Задание A: Найдите в записях все строки, где встречается слово «black», и перепишите каждую из них полностью. Регистр букв имеет значение.

Выбранный текст:

Романс о влюбленном

Николай ИРИН

17.08.2017

20 августа исполняется 80 лет режиссеру и сценаристу Андрею Кончаловскому. На таких рубежах принято расслабляться в кругу семьи и коллекционировать былые заслуги. Однако наш юбиляр делает все не по правилам.

Прошлое его действительно питает, но особым образом: в запуске у Андрея Сергеевича англоязычная картина про Сергея Рахманинова и совместное с итальянцами кино о Микеланджело — серьезные проекты со звездными актерами в главных ролях. Кончаловский работает: как и десять, тридцать или шестьдесят лет назад. Нарушает ожидания, не поддаваясь инерции движения: как и всегда. 

Пришлось в свою очередь потрудиться, чтобы уяснить ту психологическую установку, которая обеспечивает ему образ жизни, наполненной разнохарактерными художественными свершениями: почти три десятка кинопостановок, четыре десятка сценариев, реализованных в том числе другими режиссерами, оперные спектакли в «Ла Скала» и Мариинском, драматические — в Москве, Париже и Варшаве; книги, даже рок-опера. Кончаловский реализуется методично, очевидно при этом, что для него существенна неповторяемость поступка. 

Каждый его фильм всегда радикально отличается от предыдущего потому, что Андрей Сергеевич воспринимает события жизни не как уроки, а в качестве подарков. Потому он не тиражирует успешные находки, намертво закрепляясь на завоеванных рубежах, не скорбит и не замыкается, когда и если внешнего успеха не видно, а отважно идет дальше, искренне этой жизни доверяясь. Совсем свежий пример — крупнобюджетный, амбициозный, высокотехнологичный «Щелкунчик и крысиный король» (2010) и последовавшая за ним картина «Белые ночи почтальона Алексея Тряпицына», снятая за смешные деньги едва ли не в режиме домашнего видео.

Задание B: Воспроизведите фрагмент статьи об Андрее Кончаловском, начиная со слов «Николай ИРИН» и заканчивая словами «как и всегда.».

[Записи из источника данных]
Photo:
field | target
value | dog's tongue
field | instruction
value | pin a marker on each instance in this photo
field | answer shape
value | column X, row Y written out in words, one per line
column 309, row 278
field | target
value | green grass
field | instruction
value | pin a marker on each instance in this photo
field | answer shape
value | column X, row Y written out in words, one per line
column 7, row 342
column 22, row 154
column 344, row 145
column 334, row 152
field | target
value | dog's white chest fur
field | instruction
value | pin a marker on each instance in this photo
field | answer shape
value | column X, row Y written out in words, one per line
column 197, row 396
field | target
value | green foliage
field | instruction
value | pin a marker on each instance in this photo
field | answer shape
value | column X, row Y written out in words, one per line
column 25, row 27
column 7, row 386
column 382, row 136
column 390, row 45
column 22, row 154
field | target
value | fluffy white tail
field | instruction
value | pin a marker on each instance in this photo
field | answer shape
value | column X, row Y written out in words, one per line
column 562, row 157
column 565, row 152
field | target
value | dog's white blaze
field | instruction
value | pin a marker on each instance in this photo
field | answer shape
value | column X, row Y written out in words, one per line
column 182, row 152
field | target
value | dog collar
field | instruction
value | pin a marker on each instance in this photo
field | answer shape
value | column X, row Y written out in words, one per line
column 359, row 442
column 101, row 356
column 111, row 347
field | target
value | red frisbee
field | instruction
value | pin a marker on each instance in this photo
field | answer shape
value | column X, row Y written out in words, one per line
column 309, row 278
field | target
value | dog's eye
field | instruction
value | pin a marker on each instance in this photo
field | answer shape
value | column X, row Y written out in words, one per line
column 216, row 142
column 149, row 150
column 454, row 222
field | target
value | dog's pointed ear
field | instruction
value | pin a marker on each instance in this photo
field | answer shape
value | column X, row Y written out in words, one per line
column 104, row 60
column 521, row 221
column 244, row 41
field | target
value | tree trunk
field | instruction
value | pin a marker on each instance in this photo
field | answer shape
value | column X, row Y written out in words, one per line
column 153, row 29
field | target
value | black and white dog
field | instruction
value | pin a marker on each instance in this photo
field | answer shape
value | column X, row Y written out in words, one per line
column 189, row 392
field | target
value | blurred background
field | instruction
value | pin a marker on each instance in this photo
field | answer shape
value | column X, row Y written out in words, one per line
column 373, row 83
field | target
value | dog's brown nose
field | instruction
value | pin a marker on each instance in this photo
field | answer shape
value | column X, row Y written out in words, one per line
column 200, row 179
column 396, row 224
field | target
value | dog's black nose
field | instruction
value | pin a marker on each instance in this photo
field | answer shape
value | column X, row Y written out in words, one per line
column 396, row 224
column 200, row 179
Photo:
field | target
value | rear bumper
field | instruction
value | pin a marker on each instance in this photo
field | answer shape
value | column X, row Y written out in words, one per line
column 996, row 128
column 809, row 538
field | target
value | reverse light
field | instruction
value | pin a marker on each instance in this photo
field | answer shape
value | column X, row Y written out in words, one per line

Итоговый результат A:
value | black and white dog
value | dog's black nose

Итоговый результат B:
Николай ИРИН

17.08.2017

20 августа исполняется 80 лет режиссеру и сценаристу Андрею Кончаловскому. На таких рубежах принято расслабляться в кругу семьи и коллекционировать былые заслуги. Однако наш юбиляр делает все не по правилам.

Прошлое его действительно питает, но особым образом: в запуске у Андрея Сергеевича англоязычная картина про Сергея Рахманинова и совместное с итальянцами кино о Микеланджело — серьезные проекты со звездными актерами в главных ролях. Кончаловский работает: как и десять, тридцать или шестьдесят лет назад. Нарушает ожидания, не поддаваясь инерции движения: как и всегда.